___ SOURCE TEXT

Realism: The practice of accepting a situation as it is and being prepared to deal with it accordingly.

Tuesday, July 15, 2014

1950(?) Galmozzi Project

This week the Ghisallo rim wheelset was completed. Dan Lestrud, who built them, won't accept cash, so I need to buy him off with a fine bottle of liquor or two. They look great, ride sweet and are dead nuts true so far. The project is not complete. Next, I need to make brake pads out of wine corks. Just a short turn around the neighborhood trying to avoid braking left black marks on the rims.

There are some other small things - the brake hoods are Dia-Compe replacements for the Balillas, some nuts and bolts that have been replaced over the years. I may not replace them because they are part of the bicycle's story. The toe straps are cheap - made in China. I would like to find a pair of red Alfredo Bindas. They are available on eBay, but I haven't adjusted to their price yet.  Just little things. 

The front derailleur is not quite period correct. I believe Campagnolo marketed their first derailleur, the Gran Sport in '52 and likely the lefthand shifter setup at the same time. Regardless, it would have been a typical upgrade of the day (beats shifting greasy chains with fingers). It has the added benefit of acting as chain retainer, keeping the chain from jumping off the rings while shifting, which has proven  to be a bit of an  issue for me, being a novice Cambio Corsa operator.

______
___ RECORDS FOR THE TASK

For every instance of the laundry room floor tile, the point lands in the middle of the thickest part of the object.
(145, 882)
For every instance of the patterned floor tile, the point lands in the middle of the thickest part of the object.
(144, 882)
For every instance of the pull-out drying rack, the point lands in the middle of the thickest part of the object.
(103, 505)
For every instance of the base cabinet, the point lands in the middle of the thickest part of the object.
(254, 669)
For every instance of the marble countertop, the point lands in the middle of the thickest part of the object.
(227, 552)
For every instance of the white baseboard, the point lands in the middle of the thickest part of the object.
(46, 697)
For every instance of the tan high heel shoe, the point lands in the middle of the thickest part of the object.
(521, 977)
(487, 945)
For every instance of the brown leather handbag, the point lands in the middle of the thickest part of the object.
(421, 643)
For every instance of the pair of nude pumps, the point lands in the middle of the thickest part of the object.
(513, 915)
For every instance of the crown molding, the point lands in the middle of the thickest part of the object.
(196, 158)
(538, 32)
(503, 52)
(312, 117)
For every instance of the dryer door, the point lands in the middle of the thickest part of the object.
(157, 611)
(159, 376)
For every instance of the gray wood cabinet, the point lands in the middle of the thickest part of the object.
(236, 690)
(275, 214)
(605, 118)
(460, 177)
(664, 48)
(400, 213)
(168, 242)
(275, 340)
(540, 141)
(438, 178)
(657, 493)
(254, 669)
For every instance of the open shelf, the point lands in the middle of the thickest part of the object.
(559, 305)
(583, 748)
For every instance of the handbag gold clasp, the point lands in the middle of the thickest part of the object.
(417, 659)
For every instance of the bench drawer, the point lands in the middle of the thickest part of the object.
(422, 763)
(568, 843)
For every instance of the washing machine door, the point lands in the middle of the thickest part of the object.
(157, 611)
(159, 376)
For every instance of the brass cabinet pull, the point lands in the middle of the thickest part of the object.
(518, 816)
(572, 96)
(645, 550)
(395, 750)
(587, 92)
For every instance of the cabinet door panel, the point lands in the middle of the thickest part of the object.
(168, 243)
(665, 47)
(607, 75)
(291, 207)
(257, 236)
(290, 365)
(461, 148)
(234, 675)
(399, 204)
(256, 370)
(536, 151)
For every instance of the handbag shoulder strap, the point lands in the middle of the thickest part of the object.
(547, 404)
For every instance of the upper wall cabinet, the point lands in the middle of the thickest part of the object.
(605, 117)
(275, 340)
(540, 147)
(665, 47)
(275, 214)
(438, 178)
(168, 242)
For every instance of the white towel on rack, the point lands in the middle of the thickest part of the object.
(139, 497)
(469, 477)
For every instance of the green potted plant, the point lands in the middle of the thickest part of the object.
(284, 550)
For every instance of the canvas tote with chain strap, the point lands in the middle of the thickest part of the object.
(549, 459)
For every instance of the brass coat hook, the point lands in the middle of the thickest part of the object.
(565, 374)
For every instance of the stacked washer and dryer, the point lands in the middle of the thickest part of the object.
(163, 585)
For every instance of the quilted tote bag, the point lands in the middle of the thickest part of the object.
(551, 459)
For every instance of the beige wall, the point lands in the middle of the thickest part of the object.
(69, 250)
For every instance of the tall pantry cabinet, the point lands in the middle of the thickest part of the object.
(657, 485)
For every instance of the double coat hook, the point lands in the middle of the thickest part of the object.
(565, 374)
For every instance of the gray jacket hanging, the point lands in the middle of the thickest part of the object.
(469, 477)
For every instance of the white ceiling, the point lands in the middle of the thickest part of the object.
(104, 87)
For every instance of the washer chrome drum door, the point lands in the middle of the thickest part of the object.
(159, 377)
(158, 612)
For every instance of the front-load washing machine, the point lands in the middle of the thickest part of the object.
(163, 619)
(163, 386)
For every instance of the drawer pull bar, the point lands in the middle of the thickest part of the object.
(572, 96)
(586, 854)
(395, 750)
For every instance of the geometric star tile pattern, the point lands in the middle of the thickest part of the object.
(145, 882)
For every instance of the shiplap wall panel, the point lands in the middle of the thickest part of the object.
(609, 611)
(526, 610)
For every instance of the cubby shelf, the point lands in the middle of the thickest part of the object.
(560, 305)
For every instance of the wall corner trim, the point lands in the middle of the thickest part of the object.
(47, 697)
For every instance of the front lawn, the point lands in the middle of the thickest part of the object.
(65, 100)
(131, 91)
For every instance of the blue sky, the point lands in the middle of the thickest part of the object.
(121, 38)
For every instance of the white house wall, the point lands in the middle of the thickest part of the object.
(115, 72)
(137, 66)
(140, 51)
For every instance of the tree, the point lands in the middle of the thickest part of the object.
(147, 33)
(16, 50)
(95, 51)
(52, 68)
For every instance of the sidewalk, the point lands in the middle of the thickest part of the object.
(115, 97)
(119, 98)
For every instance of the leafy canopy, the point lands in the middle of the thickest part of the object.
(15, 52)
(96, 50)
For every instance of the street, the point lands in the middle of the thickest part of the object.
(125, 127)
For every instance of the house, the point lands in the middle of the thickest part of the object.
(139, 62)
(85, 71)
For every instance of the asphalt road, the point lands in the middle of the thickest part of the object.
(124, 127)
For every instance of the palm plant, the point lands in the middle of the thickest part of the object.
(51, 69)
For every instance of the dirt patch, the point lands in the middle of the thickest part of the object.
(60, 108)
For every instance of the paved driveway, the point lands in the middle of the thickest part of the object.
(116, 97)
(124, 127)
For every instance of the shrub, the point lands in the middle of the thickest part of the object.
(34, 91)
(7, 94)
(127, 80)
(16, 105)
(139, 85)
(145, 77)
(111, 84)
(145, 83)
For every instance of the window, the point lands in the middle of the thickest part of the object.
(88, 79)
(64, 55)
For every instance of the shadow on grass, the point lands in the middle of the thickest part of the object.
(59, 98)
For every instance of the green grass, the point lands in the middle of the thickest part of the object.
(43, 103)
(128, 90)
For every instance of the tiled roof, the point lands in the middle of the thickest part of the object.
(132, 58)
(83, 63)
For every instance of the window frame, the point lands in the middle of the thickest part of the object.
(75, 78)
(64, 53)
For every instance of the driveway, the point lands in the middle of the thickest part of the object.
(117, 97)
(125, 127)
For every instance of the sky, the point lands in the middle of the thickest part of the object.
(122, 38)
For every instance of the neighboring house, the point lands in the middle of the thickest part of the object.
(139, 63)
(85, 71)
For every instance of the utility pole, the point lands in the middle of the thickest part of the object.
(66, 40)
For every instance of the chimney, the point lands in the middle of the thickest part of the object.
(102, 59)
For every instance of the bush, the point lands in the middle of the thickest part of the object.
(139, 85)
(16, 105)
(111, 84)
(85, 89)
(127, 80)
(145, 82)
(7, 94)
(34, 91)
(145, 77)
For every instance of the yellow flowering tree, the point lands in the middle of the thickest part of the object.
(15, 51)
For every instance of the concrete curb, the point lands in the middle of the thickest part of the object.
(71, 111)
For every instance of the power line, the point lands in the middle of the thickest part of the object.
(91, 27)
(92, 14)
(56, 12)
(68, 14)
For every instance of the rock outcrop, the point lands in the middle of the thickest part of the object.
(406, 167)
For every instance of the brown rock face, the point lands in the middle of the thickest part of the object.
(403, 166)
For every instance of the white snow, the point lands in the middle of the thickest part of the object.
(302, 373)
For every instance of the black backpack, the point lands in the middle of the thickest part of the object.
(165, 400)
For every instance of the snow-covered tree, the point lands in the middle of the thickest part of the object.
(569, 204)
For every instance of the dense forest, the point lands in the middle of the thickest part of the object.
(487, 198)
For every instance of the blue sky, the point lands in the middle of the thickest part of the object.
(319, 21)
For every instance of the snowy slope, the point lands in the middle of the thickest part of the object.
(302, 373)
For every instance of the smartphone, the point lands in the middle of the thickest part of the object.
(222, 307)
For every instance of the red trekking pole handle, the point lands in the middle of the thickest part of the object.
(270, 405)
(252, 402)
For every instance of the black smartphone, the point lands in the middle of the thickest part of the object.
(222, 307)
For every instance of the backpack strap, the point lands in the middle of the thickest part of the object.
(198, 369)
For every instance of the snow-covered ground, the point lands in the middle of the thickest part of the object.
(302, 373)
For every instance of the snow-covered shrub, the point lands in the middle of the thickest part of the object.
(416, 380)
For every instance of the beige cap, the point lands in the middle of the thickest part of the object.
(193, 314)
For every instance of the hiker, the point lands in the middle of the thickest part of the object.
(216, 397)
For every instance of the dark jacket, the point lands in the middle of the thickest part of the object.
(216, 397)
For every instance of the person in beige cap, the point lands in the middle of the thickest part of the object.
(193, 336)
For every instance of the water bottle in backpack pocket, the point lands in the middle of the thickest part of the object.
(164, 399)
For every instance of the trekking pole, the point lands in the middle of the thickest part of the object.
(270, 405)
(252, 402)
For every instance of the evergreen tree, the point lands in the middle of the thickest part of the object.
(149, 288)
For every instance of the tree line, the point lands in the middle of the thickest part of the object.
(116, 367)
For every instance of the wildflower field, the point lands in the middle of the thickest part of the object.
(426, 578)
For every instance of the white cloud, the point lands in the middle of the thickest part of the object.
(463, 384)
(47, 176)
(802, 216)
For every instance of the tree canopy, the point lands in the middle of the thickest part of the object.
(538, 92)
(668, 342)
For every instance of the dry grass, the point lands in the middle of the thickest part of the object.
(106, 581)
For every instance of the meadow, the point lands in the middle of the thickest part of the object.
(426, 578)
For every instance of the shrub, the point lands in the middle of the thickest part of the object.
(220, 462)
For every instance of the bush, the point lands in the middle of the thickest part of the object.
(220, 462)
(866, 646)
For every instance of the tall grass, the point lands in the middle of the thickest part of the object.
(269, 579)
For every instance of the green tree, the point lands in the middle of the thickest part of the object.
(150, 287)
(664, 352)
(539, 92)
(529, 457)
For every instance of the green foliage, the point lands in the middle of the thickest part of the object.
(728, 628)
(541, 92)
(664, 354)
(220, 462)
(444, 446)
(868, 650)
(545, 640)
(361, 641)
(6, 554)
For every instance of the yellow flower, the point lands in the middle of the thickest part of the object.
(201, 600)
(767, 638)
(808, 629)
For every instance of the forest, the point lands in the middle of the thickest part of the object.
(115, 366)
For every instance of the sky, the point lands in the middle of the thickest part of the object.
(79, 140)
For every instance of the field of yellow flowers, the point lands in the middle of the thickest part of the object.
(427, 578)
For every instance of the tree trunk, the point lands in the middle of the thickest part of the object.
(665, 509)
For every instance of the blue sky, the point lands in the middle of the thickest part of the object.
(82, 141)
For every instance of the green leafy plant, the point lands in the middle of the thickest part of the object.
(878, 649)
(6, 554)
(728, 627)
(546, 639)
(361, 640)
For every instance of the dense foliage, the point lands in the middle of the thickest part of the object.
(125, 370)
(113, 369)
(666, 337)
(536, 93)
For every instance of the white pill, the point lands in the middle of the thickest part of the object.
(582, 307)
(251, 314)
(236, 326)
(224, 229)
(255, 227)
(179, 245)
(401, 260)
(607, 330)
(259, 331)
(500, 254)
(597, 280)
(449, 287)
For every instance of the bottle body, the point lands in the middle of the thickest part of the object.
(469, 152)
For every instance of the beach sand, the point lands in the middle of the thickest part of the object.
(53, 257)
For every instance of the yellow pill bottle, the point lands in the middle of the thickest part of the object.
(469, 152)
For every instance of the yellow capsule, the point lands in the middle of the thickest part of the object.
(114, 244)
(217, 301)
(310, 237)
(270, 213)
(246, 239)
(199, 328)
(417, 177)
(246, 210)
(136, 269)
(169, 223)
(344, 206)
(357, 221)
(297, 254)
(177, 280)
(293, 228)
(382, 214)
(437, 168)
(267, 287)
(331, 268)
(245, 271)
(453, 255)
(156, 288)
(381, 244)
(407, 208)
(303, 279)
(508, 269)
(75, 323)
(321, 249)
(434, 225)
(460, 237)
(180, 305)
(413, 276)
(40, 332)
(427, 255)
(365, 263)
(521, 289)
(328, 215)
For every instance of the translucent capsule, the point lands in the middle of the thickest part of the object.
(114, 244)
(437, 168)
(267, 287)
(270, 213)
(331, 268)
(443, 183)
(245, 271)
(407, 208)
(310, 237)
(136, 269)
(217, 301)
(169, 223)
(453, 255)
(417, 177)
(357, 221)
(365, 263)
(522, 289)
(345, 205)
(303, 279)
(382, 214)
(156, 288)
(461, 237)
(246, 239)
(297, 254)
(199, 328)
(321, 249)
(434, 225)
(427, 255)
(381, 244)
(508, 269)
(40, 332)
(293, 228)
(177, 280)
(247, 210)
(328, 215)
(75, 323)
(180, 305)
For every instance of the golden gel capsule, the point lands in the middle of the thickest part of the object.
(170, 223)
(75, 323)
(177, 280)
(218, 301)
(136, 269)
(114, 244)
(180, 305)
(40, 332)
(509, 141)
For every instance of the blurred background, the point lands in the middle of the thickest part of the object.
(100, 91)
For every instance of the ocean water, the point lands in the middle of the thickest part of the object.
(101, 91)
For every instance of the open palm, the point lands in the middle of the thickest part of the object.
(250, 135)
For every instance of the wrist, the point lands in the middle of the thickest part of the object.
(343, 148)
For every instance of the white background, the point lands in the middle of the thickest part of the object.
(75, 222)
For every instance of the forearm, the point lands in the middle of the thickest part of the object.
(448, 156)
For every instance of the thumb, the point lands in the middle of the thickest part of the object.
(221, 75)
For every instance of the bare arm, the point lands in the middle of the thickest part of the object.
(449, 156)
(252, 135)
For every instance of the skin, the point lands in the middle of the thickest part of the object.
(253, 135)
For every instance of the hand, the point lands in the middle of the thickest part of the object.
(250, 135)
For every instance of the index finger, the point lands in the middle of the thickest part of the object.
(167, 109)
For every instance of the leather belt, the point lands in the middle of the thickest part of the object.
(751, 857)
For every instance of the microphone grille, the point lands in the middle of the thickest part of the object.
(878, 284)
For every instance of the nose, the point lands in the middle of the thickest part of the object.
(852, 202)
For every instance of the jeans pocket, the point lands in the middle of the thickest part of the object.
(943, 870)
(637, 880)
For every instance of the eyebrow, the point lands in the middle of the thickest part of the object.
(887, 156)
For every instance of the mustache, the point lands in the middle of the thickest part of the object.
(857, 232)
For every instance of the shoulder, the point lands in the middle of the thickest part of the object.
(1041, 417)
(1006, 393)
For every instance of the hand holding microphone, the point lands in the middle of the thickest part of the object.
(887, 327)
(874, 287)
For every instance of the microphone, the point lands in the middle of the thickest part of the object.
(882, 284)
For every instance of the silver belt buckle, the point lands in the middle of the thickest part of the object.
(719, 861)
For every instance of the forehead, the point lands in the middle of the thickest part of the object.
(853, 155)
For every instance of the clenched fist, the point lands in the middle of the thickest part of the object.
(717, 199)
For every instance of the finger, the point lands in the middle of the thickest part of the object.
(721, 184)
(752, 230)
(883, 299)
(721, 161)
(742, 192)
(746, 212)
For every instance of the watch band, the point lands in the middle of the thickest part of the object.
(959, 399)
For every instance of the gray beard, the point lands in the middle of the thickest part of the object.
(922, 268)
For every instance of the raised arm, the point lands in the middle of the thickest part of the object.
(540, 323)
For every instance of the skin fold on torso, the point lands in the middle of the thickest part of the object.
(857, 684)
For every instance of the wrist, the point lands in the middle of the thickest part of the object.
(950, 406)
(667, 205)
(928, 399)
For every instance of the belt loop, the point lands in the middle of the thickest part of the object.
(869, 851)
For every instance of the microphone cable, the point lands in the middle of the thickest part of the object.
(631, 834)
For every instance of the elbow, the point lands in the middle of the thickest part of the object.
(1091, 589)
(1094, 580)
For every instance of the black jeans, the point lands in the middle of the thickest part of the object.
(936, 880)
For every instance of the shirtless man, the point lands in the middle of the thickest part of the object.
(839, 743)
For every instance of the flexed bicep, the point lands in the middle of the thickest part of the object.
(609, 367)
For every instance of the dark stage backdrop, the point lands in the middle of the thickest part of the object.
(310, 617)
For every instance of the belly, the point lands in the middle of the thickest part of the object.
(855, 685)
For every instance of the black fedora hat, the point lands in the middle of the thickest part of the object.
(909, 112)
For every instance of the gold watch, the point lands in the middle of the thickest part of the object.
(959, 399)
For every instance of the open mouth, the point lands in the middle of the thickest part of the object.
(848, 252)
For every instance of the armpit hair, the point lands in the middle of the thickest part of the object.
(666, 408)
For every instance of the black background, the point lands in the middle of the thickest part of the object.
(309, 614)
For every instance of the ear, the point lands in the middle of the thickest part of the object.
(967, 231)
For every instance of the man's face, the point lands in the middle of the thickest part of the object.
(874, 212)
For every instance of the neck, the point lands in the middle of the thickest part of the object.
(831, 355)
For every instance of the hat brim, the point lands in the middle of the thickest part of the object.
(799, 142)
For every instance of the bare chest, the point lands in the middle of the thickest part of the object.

______

REQUIRED TASKS:
(1) Collect every line in the rows that contains the word "beige".
(2) Carry on the bicycle restoration post from its last sentence.
The rows are unrelated to the bicycle restoration post.

THE RESULTS:
(1)
For every instance of the beige wall, the point lands in the middle of the thickest part of the object.
For every instance of the beige cap, the point lands in the middle of the thickest part of the object.
For every instance of the person in beige cap, the point lands in the middle of the thickest part of the object.

(2)
Early Brooks Team Professional with large, smooth
 rivets. I have "butchered" it some, but to my eye I
need to remove more leather from the bottom and
under the nose. 

Cambio Corsa drivetrain. A bad design solving a non-existent problem. Possibly its the quirkiness that has made them so bloody dear and expensive.

Dogbone skewer. A reproduction.  I have an 
original, but it's on a shelf because of  $$$.

Campagnolo Gran Sport derailleur


Mimbres Man said...

That is sweet! Bet it is a blast to ride (once you get the cork brake pads).

Justine Valinotti said...

I love it! The corked bottle on the handlebar cage takes the cake, though.

Silk Hope said...

Bitchin!!! Leave the saddle alone.

reverend dick said...

That is a sweet ride.

George A said...

Very Nice, Gunnar. Although you can make your own cork pads, doesn't Ghisallo offer their own? A year or so ago I almost bought a pair of these rims and I think factory pads and pad holders, along with special spoke nipples were part of the deal.

Gunnar Berg said...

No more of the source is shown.